▸ Records for the exercise
######

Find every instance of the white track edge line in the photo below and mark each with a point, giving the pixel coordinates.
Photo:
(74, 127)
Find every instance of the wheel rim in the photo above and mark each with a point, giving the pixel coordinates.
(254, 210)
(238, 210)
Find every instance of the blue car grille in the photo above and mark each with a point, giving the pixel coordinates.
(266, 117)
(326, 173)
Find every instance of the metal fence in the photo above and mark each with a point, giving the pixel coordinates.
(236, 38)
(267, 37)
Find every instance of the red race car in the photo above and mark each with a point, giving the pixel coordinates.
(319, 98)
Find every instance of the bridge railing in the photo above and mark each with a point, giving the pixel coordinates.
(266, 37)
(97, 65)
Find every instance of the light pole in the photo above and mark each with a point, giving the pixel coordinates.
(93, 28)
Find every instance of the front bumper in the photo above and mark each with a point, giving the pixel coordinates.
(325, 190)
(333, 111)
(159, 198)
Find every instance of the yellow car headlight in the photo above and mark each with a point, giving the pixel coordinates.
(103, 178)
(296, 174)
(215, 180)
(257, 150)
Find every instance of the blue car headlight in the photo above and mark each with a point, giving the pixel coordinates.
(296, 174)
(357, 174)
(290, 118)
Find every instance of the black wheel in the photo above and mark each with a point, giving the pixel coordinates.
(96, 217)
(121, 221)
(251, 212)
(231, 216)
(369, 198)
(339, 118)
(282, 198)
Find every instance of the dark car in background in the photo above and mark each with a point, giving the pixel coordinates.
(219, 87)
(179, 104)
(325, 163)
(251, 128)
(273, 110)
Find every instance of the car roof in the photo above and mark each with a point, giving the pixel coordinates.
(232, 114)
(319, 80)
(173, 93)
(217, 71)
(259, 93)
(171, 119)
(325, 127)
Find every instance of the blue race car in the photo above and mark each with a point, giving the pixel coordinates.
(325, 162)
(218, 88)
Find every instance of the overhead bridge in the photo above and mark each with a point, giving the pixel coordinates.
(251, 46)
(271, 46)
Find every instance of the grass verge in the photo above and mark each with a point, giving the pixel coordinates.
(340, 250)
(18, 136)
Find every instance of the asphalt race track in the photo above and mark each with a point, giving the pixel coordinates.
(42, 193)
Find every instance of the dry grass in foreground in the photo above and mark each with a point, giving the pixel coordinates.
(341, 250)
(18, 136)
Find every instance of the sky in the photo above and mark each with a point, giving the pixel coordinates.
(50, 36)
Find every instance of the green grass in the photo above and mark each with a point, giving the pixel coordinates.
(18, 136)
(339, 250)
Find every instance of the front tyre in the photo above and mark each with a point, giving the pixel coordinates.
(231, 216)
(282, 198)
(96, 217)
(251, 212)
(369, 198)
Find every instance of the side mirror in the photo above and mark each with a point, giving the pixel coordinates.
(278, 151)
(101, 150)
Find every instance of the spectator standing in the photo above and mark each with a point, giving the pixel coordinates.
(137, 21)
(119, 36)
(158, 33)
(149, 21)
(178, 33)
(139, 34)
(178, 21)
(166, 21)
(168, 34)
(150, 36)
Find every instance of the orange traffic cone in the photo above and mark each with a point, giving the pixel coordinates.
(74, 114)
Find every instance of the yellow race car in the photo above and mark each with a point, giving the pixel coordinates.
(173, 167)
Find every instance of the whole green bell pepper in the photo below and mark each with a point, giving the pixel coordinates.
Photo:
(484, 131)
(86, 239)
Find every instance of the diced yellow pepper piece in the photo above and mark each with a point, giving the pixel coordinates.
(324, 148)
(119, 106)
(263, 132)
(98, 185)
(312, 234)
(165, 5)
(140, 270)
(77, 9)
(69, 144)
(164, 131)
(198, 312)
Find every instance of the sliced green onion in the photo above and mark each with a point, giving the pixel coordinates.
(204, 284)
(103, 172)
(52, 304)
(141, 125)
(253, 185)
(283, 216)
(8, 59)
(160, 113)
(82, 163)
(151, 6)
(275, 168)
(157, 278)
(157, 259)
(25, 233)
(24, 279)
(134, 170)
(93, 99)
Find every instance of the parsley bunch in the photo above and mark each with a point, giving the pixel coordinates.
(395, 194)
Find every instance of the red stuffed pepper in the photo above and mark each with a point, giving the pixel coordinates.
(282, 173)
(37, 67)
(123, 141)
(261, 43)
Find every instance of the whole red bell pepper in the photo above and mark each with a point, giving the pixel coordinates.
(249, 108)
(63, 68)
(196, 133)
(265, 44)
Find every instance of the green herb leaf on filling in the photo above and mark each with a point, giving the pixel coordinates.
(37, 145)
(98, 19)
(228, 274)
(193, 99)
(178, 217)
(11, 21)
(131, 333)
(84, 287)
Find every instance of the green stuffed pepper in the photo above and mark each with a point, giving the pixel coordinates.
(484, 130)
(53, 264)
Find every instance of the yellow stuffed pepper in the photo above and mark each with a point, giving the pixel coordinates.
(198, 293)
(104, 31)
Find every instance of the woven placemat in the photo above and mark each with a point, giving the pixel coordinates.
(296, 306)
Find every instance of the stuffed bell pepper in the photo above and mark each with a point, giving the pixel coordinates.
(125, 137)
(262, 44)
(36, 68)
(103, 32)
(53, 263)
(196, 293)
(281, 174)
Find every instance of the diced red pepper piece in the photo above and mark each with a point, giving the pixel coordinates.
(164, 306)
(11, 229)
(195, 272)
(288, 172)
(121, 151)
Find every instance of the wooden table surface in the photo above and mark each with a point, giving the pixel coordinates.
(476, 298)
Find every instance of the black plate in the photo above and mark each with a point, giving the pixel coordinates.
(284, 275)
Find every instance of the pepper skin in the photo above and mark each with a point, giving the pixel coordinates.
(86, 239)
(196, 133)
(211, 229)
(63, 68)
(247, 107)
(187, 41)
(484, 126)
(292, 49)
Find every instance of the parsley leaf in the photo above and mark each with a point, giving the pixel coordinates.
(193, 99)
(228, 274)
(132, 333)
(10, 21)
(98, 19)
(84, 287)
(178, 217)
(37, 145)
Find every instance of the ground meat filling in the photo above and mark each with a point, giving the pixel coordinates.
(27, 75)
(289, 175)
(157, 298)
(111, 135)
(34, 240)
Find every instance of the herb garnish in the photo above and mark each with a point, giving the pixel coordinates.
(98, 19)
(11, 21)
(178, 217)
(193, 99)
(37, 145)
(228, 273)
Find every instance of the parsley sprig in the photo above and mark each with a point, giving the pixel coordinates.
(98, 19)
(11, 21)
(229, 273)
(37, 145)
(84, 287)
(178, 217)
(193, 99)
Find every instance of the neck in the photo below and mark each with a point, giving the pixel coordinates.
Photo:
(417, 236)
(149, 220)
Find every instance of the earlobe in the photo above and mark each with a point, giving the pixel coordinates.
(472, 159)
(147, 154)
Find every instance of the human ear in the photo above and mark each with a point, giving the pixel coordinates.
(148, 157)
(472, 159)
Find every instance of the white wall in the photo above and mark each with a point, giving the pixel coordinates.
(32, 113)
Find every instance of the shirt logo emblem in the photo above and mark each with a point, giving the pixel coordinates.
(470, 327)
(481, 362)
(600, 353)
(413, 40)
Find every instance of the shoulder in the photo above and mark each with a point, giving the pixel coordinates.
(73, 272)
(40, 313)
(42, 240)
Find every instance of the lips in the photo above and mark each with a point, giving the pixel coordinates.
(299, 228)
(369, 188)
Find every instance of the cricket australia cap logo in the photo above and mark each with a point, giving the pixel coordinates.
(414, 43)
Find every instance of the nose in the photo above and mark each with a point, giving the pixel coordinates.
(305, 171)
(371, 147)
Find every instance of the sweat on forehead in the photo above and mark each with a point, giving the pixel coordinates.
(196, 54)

######

▸ Exercise requirements
Print the records word for word, starting at the line that contains "Find every instance of the sweat" and ending at the end of the records, with both ends included.

▸ Response below
Find every instance of the sweat on forehead in the photo above and mark each with a point, giving the pixel coordinates.
(196, 54)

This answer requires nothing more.